§ **Text section**:
___

Create a new OpenShift project:

PROJECT="agnews-rag-demo" 
oc new-project ${PROJECT}
oc label namespace ${PROJECT} opendatahub.io/dashboard=true --overwrite

Install the Helm chart into the project.

helm install agnews-rag-demo ./chart --set namespace=${PROJECT}

Log in to the OpenShift AI dashboard and create a workbench of type Jupyter minimal CPU inside the agnews-rag-demo project.
Inside the workbench, upload the notebook files from the cloned folder named notebooks (Figure 2).

Figure 2: Import notebook files into the workbench.

The demo uses the following deployed models, each serving a specific role in the RAG pipeline: generation, embedding, and reranking (Figure 3).

Model name	Purpose	Runtime
llama-32-3b-instruct	LLM	vLLM NVIDIA GPU
granite-embedding-125	Embedding model	OGX inline provider sentence-transformers
qwen3-reranker-0.6b	Cross-encoder reranker	vLLM on CPU (for demo purposes, a CPU is used)

Figure 2: RAG Demo Architecture — Figure 3: RAG demo architecture.

___

§ **Provided records**:
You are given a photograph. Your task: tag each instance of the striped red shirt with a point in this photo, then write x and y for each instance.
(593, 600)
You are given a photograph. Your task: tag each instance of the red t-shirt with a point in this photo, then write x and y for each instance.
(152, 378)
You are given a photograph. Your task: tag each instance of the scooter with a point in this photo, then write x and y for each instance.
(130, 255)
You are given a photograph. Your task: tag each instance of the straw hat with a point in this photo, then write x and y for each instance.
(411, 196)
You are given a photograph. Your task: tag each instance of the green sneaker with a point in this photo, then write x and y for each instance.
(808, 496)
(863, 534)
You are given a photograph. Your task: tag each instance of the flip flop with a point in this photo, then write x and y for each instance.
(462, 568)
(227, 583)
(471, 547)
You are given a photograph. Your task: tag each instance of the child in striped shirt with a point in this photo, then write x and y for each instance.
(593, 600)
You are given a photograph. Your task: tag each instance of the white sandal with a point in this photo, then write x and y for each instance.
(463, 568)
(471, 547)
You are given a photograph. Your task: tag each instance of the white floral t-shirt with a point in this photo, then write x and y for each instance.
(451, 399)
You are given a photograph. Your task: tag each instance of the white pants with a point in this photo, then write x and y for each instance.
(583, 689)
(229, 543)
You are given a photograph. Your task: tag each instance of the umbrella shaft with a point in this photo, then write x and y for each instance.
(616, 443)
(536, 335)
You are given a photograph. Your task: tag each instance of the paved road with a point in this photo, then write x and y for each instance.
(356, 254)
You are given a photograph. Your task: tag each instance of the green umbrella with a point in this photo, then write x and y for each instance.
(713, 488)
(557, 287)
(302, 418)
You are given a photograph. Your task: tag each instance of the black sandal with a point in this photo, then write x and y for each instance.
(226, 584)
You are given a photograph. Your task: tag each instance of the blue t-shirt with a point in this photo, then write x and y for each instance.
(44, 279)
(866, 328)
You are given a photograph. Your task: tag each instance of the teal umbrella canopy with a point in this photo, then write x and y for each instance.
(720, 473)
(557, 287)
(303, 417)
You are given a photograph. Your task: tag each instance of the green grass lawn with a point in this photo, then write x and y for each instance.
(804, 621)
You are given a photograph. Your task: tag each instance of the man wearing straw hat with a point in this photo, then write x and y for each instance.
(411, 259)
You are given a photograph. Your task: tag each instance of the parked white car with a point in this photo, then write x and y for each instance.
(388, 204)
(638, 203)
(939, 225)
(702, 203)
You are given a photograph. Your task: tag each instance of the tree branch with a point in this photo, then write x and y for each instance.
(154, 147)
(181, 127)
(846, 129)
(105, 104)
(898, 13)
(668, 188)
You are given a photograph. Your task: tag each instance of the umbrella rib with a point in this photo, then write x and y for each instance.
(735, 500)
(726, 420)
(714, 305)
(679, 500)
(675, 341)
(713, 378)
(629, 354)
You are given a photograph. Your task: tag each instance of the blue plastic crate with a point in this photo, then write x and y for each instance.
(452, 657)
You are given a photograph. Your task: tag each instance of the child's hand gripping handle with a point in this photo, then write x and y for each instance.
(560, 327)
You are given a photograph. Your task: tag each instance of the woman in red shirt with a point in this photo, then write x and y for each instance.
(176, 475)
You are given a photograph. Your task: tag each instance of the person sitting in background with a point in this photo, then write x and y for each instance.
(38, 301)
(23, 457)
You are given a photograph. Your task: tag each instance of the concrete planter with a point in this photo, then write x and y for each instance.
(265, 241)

___

§ **Task A**:
Answer these about the RAG demo setup text, one answer per line, marked the same way:
(i) What label is applied to the project's namespace?
(ii) What type of workbench is created in the OpenShift AI dashboard?
(iii) Which runtime serves the qwen3-reranker-0.6b model?
§ **Task B**: Summarize the RAG demo setup text in two sentences.
§ **Task C**: Please carry on the RAG demo setup text from where it stops.

§ **Answer area A**:
(i) opendatahub.io/dashboard=true
(ii) Jupyter minimal CPU
(iii) vLLM on CPU

§ **Answer area B**: The setup creates an OpenShift project named agnews-rag-demo, labels its namespace for the dashboard, installs the Helm chart into it, and then uses the OpenShift AI dashboard to create a Jupyter minimal CPU workbench and upload the notebook files. The RAG pipeline relies on three deployed models: llama-32-3b-instruct for generation on vLLM with an NVIDIA GPU, granite-embedding-125 for embedding via the OGX inline sentence-transformers provider, and qwen3-reranker-0.6b as a cross-encoder reranker on vLLM running on CPU.

§ **Answer area C**:
Ingestion pipeline

The Ingestion_pipeline_ag_news notebook uses a file-based ingestion pattern with OGX vector stores (illustrated in Figure 4):

The pipeline creates a vector store and configures it with the selected embedding model and vector store-level metadata such as version_no and tenant_id to support versioning and tenant isolation.
For each AG News article, the pipeline creates a text document and uploads that file through the Files API.
The pipeline associates the uploaded file with the created vector store. During the association step, the pipeline attaches metadata attributes such as category and document type.
The OGX server handles the heavy lifting: chunking the content, generating embeddings with the configured embedding model, and indexing the vectors into the Milvus vector store.

RAG Ingestion Pipeline — Figure 4: RAG ingestion pipeline.

Retrieval pipeline

The following flow (illustrated in Figure 5) is implemented in the retrieval_pipeline_ag_news notebook:

The user asks something like: "Find business news about oil prices." The chatbot receives the query as the starting point for the retrieval pipeline.
The user's query is first processed by the LLM using function calling to extract relevant metadata from the natural language query, using chat.completions with a tool such as build_metadata_filter to understand whether the query implies any structured filters.
The chatbot performs vector store search in hybrid mode using vector.stores.search() with the original user query, the vector store ID, search_mode="hybrid", and the extracted metadata filter.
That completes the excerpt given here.